• _Problem_
Copy the lines below word for word, leaving out the pictures.

·····

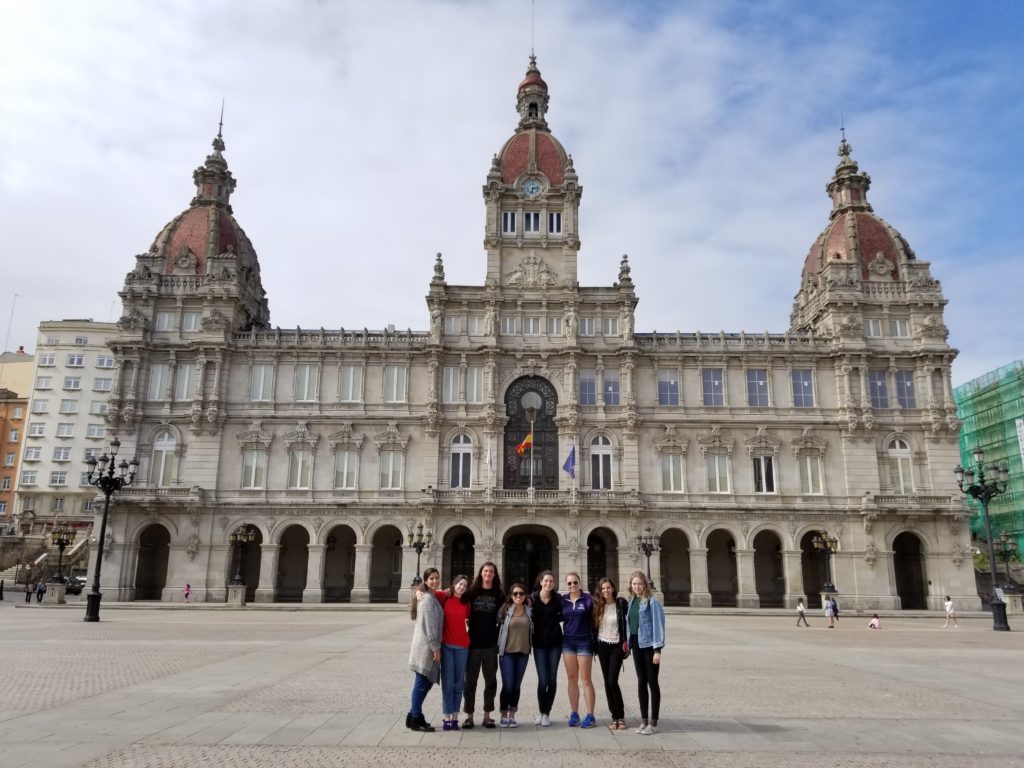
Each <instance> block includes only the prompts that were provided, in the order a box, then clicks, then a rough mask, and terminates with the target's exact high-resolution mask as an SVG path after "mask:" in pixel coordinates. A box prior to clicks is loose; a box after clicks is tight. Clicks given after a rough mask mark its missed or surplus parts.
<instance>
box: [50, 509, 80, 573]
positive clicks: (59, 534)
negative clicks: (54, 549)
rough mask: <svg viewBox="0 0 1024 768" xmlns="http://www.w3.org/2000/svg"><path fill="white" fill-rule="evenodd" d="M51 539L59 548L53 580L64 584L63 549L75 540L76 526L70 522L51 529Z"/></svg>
mask: <svg viewBox="0 0 1024 768" xmlns="http://www.w3.org/2000/svg"><path fill="white" fill-rule="evenodd" d="M50 541H51V542H52V543H53V546H54V547H56V548H57V572H56V575H54V577H53V581H54V582H56V583H57V584H63V581H65V578H63V570H62V567H61V566H62V565H63V551H65V550H66V549H67V548H68V547H70V546H71V545H72V544H74V542H75V528H73V527H72V526H71V525H69V524H68V523H61V524H59V525H57V526H56V527H55V528H53V530H51V531H50Z"/></svg>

·····

• _Solved problem_
Each <instance> block includes only the prompts that were provided, in the order a box, then clicks, then a rough mask, and terminates with the target's exact high-resolution mask as an SVG path after "mask:" in pixel coordinates. A box prior to clicks is loose; a box after clicks is tight. Clicks given after a rough mask mark its missed or surplus parts.
<instance>
box: [50, 509, 80, 573]
positive clicks: (59, 534)
negative clicks: (54, 549)
rough mask: <svg viewBox="0 0 1024 768" xmlns="http://www.w3.org/2000/svg"><path fill="white" fill-rule="evenodd" d="M51 539L59 548L53 580L64 584L63 549L75 540L76 526L70 522L51 529Z"/></svg>
mask: <svg viewBox="0 0 1024 768" xmlns="http://www.w3.org/2000/svg"><path fill="white" fill-rule="evenodd" d="M50 541H51V542H52V543H53V546H54V547H56V548H57V572H56V575H54V577H53V581H54V582H56V583H57V584H63V581H65V578H63V570H62V567H61V566H62V565H63V551H65V550H66V549H67V548H68V547H70V546H71V545H72V544H74V542H75V528H73V527H72V526H71V525H69V524H68V523H61V524H59V525H57V526H56V527H55V528H53V530H51V531H50Z"/></svg>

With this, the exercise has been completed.